__Activity__
Transcribe the following records in full, exactly as shown.

__Provided material__

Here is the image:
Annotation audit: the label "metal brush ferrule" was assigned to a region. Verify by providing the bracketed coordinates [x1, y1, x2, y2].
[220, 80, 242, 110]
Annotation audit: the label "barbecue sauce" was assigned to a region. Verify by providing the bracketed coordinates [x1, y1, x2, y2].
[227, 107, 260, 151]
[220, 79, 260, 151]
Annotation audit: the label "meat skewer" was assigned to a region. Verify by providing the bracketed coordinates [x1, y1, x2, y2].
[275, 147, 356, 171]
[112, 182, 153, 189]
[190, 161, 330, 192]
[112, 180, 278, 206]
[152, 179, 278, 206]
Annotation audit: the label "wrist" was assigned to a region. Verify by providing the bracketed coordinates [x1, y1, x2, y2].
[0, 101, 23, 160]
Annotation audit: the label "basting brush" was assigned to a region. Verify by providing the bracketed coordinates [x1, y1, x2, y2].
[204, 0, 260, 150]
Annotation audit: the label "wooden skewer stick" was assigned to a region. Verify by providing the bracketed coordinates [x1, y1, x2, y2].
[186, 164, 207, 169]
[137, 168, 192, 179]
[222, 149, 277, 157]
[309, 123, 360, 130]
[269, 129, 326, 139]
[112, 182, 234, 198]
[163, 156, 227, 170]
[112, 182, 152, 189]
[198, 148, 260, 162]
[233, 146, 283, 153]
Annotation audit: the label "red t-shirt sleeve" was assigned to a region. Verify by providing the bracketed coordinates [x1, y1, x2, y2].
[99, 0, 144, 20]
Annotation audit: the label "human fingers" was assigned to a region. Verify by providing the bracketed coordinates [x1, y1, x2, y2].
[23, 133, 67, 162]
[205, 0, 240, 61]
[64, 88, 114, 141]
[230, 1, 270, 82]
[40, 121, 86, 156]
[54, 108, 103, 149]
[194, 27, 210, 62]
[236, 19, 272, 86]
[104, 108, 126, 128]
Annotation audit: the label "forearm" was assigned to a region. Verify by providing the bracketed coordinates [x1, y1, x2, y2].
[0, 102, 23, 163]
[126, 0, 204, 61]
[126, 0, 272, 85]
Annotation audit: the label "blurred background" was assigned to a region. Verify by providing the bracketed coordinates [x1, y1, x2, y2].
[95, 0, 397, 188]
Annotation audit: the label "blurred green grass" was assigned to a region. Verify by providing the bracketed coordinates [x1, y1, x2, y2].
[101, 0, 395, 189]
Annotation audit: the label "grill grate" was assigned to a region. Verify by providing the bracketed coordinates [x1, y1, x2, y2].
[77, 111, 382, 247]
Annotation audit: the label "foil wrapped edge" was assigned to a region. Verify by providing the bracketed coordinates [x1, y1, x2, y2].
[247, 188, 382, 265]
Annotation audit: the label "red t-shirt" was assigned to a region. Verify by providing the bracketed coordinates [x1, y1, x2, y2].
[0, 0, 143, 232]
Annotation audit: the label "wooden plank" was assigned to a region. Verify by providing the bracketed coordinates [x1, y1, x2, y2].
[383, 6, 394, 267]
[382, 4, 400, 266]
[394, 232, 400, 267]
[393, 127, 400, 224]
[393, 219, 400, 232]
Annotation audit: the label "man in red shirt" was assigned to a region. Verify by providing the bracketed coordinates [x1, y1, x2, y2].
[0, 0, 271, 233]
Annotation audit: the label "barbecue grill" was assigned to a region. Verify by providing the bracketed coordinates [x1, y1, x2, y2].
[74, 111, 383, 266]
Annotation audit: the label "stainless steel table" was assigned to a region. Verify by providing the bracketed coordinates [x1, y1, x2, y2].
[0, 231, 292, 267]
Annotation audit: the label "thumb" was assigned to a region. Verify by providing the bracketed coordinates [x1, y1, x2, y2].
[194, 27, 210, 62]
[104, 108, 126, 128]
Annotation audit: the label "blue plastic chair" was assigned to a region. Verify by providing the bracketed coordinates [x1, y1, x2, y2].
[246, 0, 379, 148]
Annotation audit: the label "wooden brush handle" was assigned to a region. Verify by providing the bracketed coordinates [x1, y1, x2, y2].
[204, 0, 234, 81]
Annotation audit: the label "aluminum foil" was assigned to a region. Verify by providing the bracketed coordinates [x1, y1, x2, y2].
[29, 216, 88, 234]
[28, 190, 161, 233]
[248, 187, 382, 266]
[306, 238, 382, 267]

__Written answer__
Here is the image:
Annotation audit: the label "metal brush ferrule" was assigned to a region. Verify by providing the bracketed coordinates [x1, y1, x2, y2].
[220, 80, 242, 110]
Annotation audit: the label "barbecue sauce" was assigned to a region. Verify by providing the bracketed coordinates [x1, y1, x2, y2].
[227, 107, 260, 151]
[220, 79, 260, 151]
Annotation audit: the label "meat skewer" was assigned to a region. Verify by providing the bracketed coordinates [x1, y1, x2, y2].
[275, 147, 356, 171]
[112, 182, 153, 189]
[190, 161, 330, 192]
[112, 180, 278, 206]
[152, 179, 278, 206]
Annotation audit: the label "wrist" was assigned to a region. Verify by providing the bracketed coordinates [x1, y1, x2, y2].
[0, 101, 23, 160]
Annotation audit: the label "basting brush" was assigned to a region. Verify by providing the bracketed coordinates [x1, y1, x2, y2].
[204, 0, 260, 150]
Annotation audit: the label "wooden skewer stick" was assigned to a region. Verify by providing the bracketed coordinates [x1, y1, x2, y2].
[186, 164, 207, 169]
[137, 168, 192, 179]
[222, 149, 277, 157]
[309, 123, 360, 130]
[269, 129, 326, 139]
[112, 182, 234, 198]
[163, 156, 227, 170]
[112, 182, 152, 189]
[198, 148, 260, 162]
[233, 146, 283, 153]
Annotation audit: the label "red t-shirt sleeve" was assigned to a region. Verify by providing the bracketed coordinates [x1, y1, x2, y2].
[99, 0, 144, 20]
Annotation audit: the label "human fingers" was assigned to a region. Verify by providing the bracketed coordinates [x1, y1, x2, y2].
[23, 133, 67, 162]
[205, 0, 240, 61]
[64, 88, 114, 141]
[230, 1, 270, 82]
[40, 121, 86, 156]
[54, 108, 103, 149]
[194, 27, 210, 62]
[236, 19, 272, 86]
[104, 108, 126, 128]
Annotation audit: the label "forearm" was assigned to a region. Verify by providing the bracketed coordinates [x1, y1, x2, y2].
[0, 102, 23, 163]
[126, 0, 204, 61]
[126, 0, 272, 85]
Annotation audit: the label "blurred background" was assigned to a region. Verify by providing the bracketed coordinates [x1, y1, x2, y2].
[95, 0, 397, 188]
Annotation audit: the label "blurred green grass" was assigned to a region. Verify by providing the bracketed coordinates [x1, y1, x2, y2].
[101, 0, 395, 189]
Annotation audit: the label "grill grate" was assigned to a region. Verify by providing the bracketed coordinates [x1, y1, x2, y2].
[77, 111, 382, 247]
Annotation audit: the label "foil wrapped edge" was assigned to a region. Verify by providing the bracketed coordinates [x1, y1, x2, y2].
[247, 188, 382, 265]
Annotation audit: the label "red t-shirt" was assigned to a region. Verify by providing the bracketed coordinates [x1, y1, x2, y2].
[0, 0, 143, 232]
Annotation audit: the label "wooden plank" was assigned to a region. Verify by providing the bracketed coordinates [x1, y1, x2, y2].
[383, 6, 394, 267]
[382, 4, 400, 266]
[394, 232, 400, 267]
[393, 127, 400, 224]
[393, 219, 400, 232]
Annotation audit: the label "man in red shirt" was assigned to a region. Verify by providing the bracketed coordinates [x1, y1, x2, y2].
[0, 0, 271, 233]
Annotation audit: the label "barbecue grill" was assigned to a region. Verify by providing the bracketed coordinates [x1, y1, x2, y2].
[74, 111, 383, 266]
Annotation audit: the label "stainless steel table" was assigned to a region. Verify by providing the bracketed coordinates [x1, y1, x2, y2].
[0, 231, 292, 267]
Annotation audit: the label "thumb" was assigned to a region. Verify by providing the bracketed coordinates [x1, y1, x2, y2].
[194, 27, 210, 62]
[104, 108, 126, 128]
Annotation audit: the label "blue plastic chair" was assigned to a region. Verify by providing the bracketed coordinates [x1, y1, x2, y2].
[246, 0, 379, 148]
Annotation audit: the label "wooden brush handle" was assigned to a region. Verify by providing the bracketed coordinates [x1, y1, x2, y2].
[204, 0, 234, 81]
Annotation audit: the label "aluminum foil" was assigned to a region. Verify by providing the bracketed coordinates [x1, y1, x2, y2].
[29, 216, 88, 234]
[28, 190, 161, 233]
[248, 187, 382, 266]
[306, 238, 382, 267]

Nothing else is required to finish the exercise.